## Set task
Rewrite the material below, replacing "young boy" with "small child" everywhere and leaving everything else as it is.

## Supplied records
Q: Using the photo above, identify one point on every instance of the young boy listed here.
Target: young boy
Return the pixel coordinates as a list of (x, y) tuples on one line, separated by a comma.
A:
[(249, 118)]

## Result of the task
Q: Using the photo above, identify one point on every instance of the small child listed here.
Target: small child
Return the pixel coordinates as a list of (x, y) tuples on one line, separated by a comma.
A:
[(249, 118)]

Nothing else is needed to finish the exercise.